[Document excerpt]
# Slim Snowboard Pants?



## racemoore14 (Oct 6, 2011)

Anyone know of any good snowboard pants that are a more slim design? not skinny but slim. I am a tall skinnier guy and slim fit the best on me. I am looking at the DC Relay, Burton Southside Slim and L1 Slim Chino. I dont know much about L1 but they look like awesome pants? Has anyone have any experience with these? Any other i could look at while im at it? I wear my pants slightly off the hips, sagging a bit. thanks


----------



## Nivek (Jan 24, 2008)

L1 or Airblaster would be my choices. High quality and good fits. Just know that typically a slim fit will make you upsize. I wear smalls in most standard fits and mediums in all my slim fits and can fit a large ok in L1 Skinnys.


----------



## racemoore14 (Oct 6, 2011)

awesome thanks! how big of a difference is it between the skinnys and slims? I want a little skinny around the knee but open up around the boot so its not super tight around it. Does any of the L1s open up like this enough? and to give you an idea of my body type, i am 6'2 and weigh 165 pounds. Usually wear a 33-34 inch waist but wear mainly larges just to keep have room to move.


----------



## Supergyro (Sep 23, 2015)

I'm 6'1" 165 lbs and I'm wearing medium Volcom Freakin' Snow Chinos this season, after realizing that I'll never actually grow into my large Foursquare pants I bought a few seasons ago. The Volcoms fit great, with room enough around my boots that the dual BOA knobs don't print on the front or side of the cuff. I usually wear 32-34 pants, and I'd say these fit like my favorite jeans (with extra room below the calf for the boots).


----------



## Matty_B_Bop (Jan 27, 2015)

I have a few pairs of the Burton Southside slims and they're awesome. They're definitely slim, but offer a lot of movement despite being so slim. I only like my jackets baggy, but like my pants more tailored. 

I definitely recommend them. Only downside is they don't have a gore-tex version.


----------



## racemoore14 (Oct 6, 2011)

awesome thanks guys!


----------

[Task 1]
Pull out every line in the records below that contains the string "grass", and copy each one.

[Information shown]
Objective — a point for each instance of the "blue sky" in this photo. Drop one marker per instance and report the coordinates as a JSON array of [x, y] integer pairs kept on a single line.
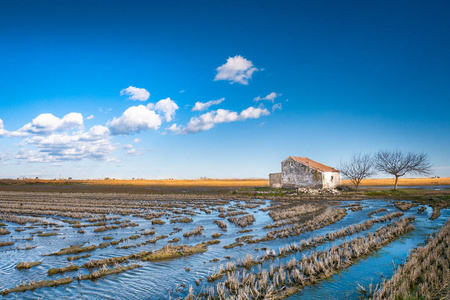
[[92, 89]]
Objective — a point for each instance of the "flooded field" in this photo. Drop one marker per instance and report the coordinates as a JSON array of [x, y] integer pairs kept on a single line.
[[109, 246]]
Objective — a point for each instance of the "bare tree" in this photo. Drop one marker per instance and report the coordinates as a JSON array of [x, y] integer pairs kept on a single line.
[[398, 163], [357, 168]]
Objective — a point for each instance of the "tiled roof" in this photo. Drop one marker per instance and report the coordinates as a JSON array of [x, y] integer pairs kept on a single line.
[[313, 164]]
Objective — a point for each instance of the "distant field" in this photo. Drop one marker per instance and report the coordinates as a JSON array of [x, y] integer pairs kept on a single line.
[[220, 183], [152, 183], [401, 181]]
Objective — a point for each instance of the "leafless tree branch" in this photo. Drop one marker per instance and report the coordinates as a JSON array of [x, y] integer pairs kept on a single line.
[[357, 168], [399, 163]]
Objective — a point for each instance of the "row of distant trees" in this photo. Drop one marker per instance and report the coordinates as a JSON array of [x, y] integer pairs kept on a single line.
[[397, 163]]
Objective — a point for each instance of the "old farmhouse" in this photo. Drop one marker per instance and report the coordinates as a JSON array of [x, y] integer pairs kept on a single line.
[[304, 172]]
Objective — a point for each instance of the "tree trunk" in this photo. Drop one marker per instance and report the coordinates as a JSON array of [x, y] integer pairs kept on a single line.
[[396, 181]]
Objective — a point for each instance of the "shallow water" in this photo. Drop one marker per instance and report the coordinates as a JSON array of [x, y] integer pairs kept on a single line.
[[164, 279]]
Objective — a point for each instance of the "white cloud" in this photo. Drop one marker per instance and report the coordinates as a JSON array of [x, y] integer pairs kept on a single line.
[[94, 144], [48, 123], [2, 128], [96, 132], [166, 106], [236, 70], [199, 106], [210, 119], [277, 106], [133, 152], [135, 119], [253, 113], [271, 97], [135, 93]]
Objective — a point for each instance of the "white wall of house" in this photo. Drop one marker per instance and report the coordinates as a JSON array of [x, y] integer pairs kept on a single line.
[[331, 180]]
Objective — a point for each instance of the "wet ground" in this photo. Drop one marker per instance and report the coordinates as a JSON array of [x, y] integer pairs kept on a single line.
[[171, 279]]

...

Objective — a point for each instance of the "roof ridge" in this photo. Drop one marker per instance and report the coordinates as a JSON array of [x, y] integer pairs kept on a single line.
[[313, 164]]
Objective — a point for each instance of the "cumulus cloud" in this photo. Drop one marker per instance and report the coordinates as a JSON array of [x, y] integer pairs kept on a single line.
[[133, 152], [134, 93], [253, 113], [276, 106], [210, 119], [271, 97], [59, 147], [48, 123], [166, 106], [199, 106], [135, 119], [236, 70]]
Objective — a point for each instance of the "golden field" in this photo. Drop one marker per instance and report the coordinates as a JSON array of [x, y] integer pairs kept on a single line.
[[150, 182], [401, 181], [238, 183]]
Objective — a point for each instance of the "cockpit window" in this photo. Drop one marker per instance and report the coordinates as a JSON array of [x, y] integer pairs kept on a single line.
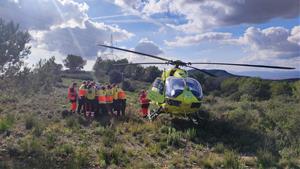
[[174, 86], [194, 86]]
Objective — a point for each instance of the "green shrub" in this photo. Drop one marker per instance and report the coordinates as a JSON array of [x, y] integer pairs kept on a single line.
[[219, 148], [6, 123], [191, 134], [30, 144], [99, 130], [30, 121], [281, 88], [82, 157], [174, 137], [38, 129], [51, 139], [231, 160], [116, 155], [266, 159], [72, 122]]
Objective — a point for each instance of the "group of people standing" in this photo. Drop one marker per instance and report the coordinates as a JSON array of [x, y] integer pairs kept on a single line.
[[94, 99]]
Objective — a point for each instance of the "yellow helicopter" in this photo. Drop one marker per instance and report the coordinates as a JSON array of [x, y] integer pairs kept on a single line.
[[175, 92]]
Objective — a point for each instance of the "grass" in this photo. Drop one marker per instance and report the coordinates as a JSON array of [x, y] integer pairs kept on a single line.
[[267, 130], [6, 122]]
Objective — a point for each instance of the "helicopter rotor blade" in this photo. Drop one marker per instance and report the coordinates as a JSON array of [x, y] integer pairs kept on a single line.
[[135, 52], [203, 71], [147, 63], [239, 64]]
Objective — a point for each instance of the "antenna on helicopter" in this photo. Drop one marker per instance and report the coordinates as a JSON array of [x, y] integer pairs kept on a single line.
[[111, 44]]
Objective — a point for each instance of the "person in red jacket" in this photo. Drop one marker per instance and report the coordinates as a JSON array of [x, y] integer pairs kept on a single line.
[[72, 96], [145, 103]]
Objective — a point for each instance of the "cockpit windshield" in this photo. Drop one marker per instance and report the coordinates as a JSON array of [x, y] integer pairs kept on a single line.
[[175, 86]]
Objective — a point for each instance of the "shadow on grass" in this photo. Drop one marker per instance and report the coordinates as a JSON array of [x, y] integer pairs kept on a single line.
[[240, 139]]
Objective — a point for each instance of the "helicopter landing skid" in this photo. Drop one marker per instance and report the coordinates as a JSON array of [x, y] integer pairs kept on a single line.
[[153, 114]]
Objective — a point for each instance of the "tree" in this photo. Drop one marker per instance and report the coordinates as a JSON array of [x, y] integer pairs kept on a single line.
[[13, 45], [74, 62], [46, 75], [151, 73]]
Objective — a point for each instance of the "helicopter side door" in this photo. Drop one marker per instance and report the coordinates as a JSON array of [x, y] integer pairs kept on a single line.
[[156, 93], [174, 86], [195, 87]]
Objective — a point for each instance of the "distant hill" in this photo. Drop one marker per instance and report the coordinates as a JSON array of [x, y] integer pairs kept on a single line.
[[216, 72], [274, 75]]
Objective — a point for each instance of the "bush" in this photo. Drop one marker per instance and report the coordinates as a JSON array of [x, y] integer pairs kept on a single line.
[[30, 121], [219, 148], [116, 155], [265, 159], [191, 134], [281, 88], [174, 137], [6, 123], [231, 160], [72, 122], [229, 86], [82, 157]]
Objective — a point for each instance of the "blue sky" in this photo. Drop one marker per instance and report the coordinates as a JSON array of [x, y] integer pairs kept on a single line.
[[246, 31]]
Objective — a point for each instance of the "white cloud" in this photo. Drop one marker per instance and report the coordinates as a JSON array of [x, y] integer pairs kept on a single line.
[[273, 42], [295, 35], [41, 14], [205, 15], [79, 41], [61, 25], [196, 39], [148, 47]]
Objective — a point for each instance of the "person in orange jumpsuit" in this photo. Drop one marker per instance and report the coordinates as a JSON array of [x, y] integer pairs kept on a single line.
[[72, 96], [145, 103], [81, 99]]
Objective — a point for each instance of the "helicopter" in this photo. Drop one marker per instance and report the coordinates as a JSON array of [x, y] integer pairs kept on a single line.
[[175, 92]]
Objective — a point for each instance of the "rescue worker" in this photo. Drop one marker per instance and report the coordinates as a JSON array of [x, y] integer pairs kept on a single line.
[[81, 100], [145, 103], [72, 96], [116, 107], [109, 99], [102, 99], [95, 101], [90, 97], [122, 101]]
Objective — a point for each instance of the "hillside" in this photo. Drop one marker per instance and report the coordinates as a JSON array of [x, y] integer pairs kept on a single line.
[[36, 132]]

[Task 2]
In the thread on slim snowboard pants, what is the one downside named for the Burton Southside slims?

[Full answer 1]
Objective — a point for each instance of the "grass" in this photo. Drop one marker per instance and report the coordinates as a JSON array of [x, y] integer pairs kept on a single line.
Objective — a point for each instance of the "shadow on grass" in this photo. Drop one marker per instance and report the coordinates as a JSON array of [x, y] integer pairs kept on a single line.

[Full answer 2]
They don't come in a Gore-Tex version.